Given instruction A:
Answer the following from the Tyrone Dixon article:
(i) According to the caption, what is Kishaya Dudley's role?
(ii) What two projects does the article say are on the horizon for Dixon?
(iii) In what year was 'Roll Bounce' released?

Source extract:
5 Questions With Tyrone Dixon:

5 Questions With Tyrone Dixon: Director of '8 Wheels'

 
By Marcus Vanderberg, AOL Black Voices,
Posted: 2006-03-14 18:51:48
Tyrone Dixon has a case of roller skating fever. He directed the documentary '8 Wheels and Some Soul Brotha Music' which takes a closer look at the roller skating culture across the country. Instead of just directing a movie and leaving it at that, Dixon has been swooped up by the roller skating phenomenon. He was a major influence in the 2005 release 'Roll Bounce' staring Bow Wow and Meagan Good. On the horizon for Dixon is a video game and a reality television show on roller skating. Dixon talked to BV recently about his documentary and his influence on the making of 'Roll Bounce'

5 Questions With Tyrone Dixon

8 WheelsRobert Johnson III

Tyrone Dixon, the director of '8 Wheels and Some Soul Brotha Music,' and Kishaya Dudley, choreographer of 'Roll Bounce.'

      Back to Black Voices Entertainment
      What exactly is 8 Wheels? Can you tell us about the project?

Dataset content:
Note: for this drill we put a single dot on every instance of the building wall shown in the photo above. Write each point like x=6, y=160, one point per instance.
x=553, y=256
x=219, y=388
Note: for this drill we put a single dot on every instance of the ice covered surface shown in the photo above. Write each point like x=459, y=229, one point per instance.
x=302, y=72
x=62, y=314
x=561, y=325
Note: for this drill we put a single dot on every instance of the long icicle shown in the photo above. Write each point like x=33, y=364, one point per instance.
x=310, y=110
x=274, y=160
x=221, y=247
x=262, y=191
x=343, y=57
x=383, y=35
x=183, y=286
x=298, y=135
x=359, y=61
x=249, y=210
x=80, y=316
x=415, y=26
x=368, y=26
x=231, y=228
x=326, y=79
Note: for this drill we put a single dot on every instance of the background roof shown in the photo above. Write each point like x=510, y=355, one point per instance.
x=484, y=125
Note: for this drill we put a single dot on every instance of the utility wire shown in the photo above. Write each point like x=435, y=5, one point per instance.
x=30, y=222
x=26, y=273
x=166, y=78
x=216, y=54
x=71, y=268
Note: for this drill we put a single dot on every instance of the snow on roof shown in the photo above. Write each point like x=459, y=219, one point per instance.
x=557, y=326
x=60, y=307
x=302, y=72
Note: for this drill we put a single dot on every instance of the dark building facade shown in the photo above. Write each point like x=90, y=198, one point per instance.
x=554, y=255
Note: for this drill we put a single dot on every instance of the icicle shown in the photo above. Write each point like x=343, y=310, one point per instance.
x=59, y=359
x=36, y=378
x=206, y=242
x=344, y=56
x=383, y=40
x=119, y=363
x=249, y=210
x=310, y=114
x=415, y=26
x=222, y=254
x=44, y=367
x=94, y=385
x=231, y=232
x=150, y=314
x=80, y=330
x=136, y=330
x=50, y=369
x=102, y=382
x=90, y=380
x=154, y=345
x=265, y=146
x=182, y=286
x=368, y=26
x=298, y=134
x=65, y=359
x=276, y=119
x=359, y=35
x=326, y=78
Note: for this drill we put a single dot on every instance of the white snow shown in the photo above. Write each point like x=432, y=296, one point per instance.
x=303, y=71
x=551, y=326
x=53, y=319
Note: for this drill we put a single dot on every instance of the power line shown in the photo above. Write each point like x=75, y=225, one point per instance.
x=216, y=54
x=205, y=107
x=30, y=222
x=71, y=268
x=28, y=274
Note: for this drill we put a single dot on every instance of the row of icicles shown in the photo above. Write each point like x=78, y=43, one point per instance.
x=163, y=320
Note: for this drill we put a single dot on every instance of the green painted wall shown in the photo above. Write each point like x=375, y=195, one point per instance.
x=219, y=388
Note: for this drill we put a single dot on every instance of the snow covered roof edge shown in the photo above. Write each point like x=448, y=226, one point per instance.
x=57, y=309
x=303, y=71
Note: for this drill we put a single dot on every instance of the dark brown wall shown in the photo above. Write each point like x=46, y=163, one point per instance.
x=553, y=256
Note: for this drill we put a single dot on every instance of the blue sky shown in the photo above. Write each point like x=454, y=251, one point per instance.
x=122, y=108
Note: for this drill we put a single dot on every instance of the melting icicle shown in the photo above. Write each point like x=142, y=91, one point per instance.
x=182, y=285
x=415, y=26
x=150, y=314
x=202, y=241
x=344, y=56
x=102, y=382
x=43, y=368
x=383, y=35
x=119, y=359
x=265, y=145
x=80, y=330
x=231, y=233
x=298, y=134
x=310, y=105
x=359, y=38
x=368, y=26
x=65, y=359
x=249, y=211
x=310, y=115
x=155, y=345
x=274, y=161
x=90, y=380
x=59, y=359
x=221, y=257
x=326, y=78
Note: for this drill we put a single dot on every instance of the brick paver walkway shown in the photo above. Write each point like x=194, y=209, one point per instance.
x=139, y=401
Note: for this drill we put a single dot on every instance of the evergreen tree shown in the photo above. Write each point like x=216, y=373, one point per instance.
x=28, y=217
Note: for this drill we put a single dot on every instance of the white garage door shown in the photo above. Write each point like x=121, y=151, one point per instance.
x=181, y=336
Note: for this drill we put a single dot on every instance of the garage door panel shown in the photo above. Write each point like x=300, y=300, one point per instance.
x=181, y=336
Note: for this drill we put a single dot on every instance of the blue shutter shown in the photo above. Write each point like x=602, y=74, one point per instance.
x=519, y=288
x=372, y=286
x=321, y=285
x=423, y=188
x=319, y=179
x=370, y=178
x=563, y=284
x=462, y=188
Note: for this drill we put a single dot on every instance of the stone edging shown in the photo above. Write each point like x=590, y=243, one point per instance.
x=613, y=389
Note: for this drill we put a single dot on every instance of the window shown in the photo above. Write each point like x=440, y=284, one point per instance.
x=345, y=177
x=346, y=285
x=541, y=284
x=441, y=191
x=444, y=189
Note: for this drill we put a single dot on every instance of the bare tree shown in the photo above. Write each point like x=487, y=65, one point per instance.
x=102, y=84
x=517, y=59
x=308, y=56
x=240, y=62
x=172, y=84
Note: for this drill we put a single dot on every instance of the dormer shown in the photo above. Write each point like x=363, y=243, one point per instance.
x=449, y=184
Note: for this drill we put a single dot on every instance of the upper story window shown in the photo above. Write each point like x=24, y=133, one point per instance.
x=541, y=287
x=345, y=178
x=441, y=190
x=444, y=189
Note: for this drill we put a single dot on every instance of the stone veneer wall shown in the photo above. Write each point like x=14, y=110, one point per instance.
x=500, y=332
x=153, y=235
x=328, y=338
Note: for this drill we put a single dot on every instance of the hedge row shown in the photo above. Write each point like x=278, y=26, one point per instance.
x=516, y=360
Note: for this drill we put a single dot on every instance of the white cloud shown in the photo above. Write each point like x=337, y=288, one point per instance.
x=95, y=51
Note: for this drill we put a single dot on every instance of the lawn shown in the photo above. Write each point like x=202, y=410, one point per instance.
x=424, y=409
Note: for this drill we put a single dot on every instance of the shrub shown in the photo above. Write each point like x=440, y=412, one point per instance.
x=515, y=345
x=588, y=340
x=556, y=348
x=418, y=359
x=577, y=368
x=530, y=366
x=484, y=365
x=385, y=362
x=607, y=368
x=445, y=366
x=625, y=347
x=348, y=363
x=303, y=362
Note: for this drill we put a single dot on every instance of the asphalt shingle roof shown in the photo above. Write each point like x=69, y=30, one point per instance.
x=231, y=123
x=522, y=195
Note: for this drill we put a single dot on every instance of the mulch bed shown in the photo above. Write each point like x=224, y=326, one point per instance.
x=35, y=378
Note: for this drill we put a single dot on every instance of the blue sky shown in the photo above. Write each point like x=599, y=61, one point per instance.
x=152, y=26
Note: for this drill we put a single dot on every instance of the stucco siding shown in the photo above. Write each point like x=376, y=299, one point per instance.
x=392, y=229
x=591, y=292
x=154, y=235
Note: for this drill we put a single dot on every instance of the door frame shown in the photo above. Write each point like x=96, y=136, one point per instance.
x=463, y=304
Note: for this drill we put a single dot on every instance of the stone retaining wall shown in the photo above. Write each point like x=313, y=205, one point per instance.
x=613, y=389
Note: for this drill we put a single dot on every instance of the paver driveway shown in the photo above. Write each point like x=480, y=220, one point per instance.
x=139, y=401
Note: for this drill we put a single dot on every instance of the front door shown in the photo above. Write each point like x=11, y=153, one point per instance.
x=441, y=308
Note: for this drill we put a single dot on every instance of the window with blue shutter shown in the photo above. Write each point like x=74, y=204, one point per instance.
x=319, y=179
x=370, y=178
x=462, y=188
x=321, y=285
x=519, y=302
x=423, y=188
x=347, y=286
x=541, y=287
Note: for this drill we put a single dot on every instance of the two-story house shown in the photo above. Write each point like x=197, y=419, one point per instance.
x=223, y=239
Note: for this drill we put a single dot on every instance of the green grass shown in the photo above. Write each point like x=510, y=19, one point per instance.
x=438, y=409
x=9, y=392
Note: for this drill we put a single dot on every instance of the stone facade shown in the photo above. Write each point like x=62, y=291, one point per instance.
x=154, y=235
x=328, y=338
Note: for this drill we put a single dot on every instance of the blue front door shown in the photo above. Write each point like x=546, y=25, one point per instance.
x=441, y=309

Given instruction B: Rewrite the rows, everything from the line containing "y=299, one point per instance." down to the end of the rows, replacing "drill" with "exercise" and leaving all else unchanged.

Expected output A:
(i) Choreographer of 'Roll Bounce.'
(ii) A video game and a reality television show on roller skating.
(iii) 2005.

Expected output B:
Note: for this exercise we put a single dot on every instance of the stucco siding shown in the photo above. Write each point like x=376, y=299, one point per instance.
x=392, y=229
x=591, y=292
x=154, y=235
Note: for this exercise we put a single dot on every instance of the door frame shown in the photo above. Write each point like x=96, y=136, one point per instance.
x=463, y=304
Note: for this exercise we put a single dot on every instance of the stone retaining wall shown in the photo above. Write each point like x=313, y=205, one point per instance.
x=613, y=389
Note: for this exercise we put a single dot on every instance of the paver driveway shown in the photo above. Write each point like x=480, y=220, one point per instance.
x=139, y=401
Note: for this exercise we put a single dot on every instance of the front door shown in the photo above. Write each point like x=11, y=153, one point per instance.
x=441, y=308
Note: for this exercise we put a single dot on every instance of the window with blue shutter shown in the photo above. Write each point like x=74, y=204, one point per instance.
x=319, y=179
x=370, y=178
x=462, y=188
x=321, y=285
x=519, y=302
x=423, y=188
x=347, y=286
x=541, y=287
Note: for this exercise we put a single dot on every instance of the two-story house shown in the photo above. Write each point like x=197, y=419, one point per instance.
x=223, y=239
Note: for this exercise we put a single dot on every instance of the green grass shown in the photo above. Write each point like x=510, y=19, one point per instance.
x=438, y=409
x=9, y=392
Note: for this exercise we put a single dot on every instance of the stone facade shown in the photo above. Write each point like x=62, y=291, one point per instance.
x=154, y=235
x=328, y=338
Note: for this exercise we put a single dot on every instance of the blue front door shown in the photo above. Write each point like x=546, y=25, one point per instance.
x=441, y=309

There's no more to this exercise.